In [339]:
## representing a csv file as a list of rows
import unicodecsv

def readCsv(filename):
    with open(filename, 'rb') as f:
        reader = unicodecsv.DictReader(f)
        return list(reader)

enrollments = readCsv('../../intro_to_data_analysis/enrollments.csv')
daily_engagement = readCsv('../../intro_to_data_analysis/daily_engagement.csv')
project_submissions = readCsv('../../intro_to_data_analysis/project_submissions.csv')
print(enrollments[0])
print(daily_engagement[0])
print(project_submissions[0])

OrderedDict([('account_key', '448'), ('status', 'canceled'), ('join_date', '2014-11-10'), ('cancel_date', '2015-01-14'), ('days_to_cancel', '65'), ('is_udacity', 'True'), ('is_canceled', 'True')])
OrderedDict([('acct', '0'), ('utc_date', '2015-01-09'), ('num_courses_visited', '1.0'), ('total_minutes_visited', '11.6793745'), ('lessons_completed', '0.0'), ('projects_completed', '0.0')])
OrderedDict([('creation_date', '2015-01-14'), ('completion_date', '2015-01-16'), ('assigned_rating', 'UNGRADED'), ('account_key', '256'), ('lesson_key', '3176718735'), ('processing_state', 'EVALUATED')])

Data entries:

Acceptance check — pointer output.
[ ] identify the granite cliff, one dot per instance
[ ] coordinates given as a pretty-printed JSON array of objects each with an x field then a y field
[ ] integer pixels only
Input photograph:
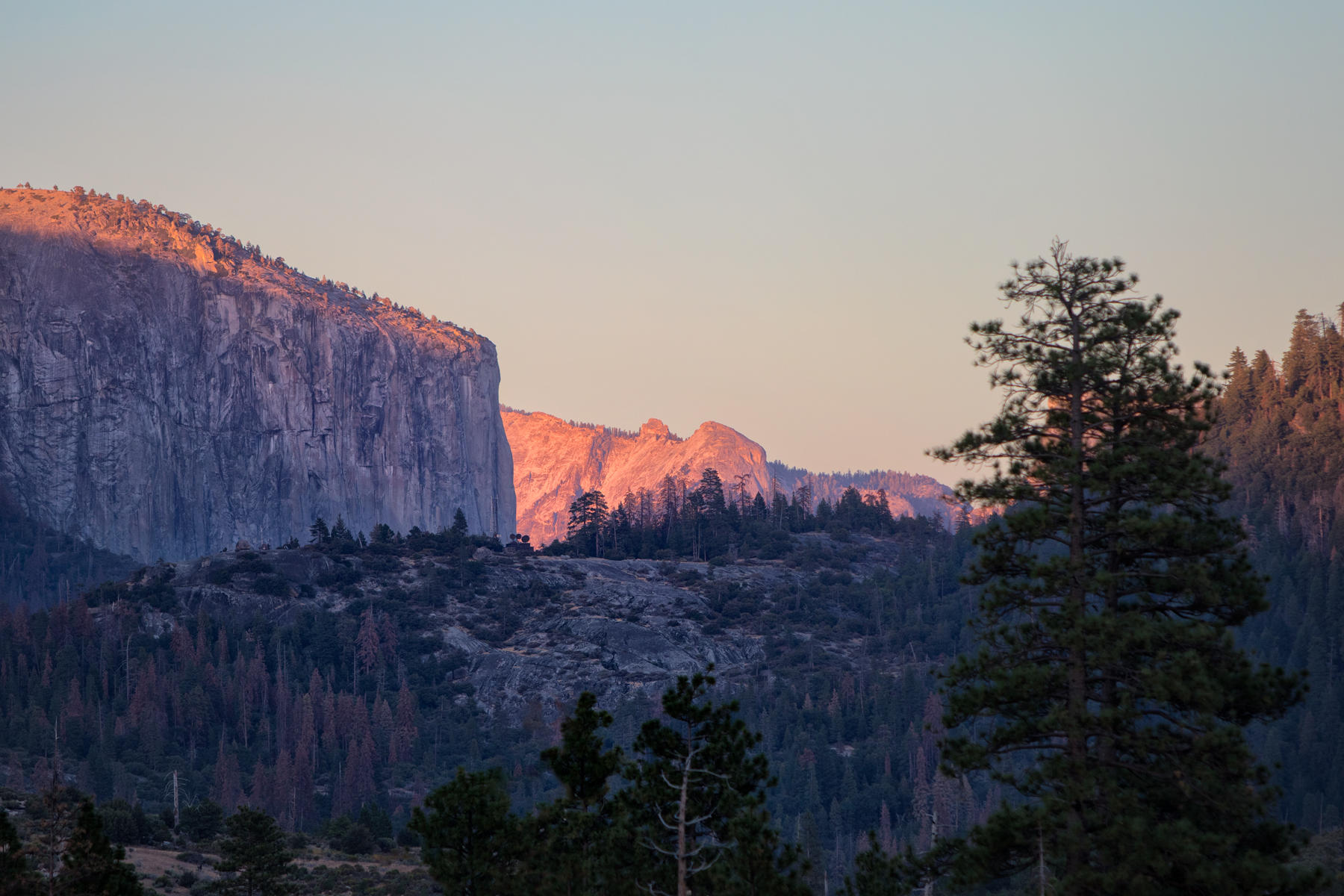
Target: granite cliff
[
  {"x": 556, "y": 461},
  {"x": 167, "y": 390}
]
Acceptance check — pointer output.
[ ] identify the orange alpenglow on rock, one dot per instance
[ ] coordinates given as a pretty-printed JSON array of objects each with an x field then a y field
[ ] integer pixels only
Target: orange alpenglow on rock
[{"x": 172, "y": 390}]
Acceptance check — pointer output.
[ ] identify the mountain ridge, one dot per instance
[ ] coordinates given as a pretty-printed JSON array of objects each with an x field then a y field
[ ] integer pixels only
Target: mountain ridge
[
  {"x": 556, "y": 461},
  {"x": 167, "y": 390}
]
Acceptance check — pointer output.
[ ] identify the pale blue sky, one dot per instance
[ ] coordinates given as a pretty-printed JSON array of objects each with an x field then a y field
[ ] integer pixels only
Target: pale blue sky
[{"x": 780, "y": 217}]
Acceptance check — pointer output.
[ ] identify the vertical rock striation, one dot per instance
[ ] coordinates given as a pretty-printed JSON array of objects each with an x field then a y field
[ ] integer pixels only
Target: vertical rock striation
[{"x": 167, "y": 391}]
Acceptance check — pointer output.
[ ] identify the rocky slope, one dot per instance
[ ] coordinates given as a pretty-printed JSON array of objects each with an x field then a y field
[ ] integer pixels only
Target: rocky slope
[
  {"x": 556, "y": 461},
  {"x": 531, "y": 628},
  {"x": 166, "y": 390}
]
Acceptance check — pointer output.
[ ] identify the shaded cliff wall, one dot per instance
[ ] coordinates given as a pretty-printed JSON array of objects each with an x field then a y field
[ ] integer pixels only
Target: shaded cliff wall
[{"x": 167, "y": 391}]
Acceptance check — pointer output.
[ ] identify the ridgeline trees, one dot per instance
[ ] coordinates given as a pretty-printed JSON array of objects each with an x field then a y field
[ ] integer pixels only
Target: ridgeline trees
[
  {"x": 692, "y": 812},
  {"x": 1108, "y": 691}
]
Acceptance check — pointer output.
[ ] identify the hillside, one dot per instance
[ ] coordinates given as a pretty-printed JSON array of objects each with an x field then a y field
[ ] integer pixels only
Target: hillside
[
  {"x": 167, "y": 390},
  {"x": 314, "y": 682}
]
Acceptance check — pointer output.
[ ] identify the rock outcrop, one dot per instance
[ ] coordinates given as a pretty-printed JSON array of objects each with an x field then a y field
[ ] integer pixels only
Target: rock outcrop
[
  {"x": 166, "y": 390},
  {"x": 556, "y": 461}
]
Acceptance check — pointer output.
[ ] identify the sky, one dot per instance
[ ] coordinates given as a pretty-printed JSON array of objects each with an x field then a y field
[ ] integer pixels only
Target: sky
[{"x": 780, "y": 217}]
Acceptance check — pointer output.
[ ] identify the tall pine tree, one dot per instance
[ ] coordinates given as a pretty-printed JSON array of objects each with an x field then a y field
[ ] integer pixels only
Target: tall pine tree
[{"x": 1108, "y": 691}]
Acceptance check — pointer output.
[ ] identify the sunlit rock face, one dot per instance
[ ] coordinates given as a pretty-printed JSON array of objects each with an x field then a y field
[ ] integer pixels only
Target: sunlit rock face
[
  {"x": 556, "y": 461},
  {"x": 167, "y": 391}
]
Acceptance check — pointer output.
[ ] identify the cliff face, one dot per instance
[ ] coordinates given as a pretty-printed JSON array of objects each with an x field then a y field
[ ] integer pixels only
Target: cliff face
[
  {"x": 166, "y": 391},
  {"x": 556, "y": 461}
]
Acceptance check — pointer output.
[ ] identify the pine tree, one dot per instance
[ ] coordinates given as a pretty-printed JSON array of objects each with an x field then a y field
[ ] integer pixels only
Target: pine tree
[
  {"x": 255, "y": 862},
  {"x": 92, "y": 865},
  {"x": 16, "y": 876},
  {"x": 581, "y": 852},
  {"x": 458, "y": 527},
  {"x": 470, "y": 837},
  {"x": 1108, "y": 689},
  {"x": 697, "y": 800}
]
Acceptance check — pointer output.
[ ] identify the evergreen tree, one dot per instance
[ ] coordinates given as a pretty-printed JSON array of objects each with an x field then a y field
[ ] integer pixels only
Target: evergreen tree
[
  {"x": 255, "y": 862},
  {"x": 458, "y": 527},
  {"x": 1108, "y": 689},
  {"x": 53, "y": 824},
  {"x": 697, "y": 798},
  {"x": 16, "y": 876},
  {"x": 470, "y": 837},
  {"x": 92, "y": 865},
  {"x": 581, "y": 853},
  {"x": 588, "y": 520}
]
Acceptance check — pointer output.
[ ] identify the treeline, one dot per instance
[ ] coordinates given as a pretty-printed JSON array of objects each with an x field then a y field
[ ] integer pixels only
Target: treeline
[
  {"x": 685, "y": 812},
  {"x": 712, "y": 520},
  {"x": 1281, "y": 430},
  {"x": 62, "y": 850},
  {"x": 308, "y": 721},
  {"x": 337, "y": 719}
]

◆ **DIRECTIVE A**:
Answer these questions about the CSV-loading code:
(i) Which module does it import to read the files?
(ii) What value does the first enrollment record give for 'days_to_cancel'?
(iii) What 'assigned_rating' does the first project submission record show?
◆ **DIRECTIVE B**:
Extract each line of the listing that contains the string "face".
The CSV-loading code and the listing are separate, unrelated material.

◆ **TASK RESULT A**:
(i) unicodecsv
(ii) '65'
(iii) 'UNGRADED'

◆ **TASK RESULT B**:
[ ] identify the sunlit rock face, one dot per instance
Target: sunlit rock face
[ ] identify the cliff face, one dot per instance
Target: cliff face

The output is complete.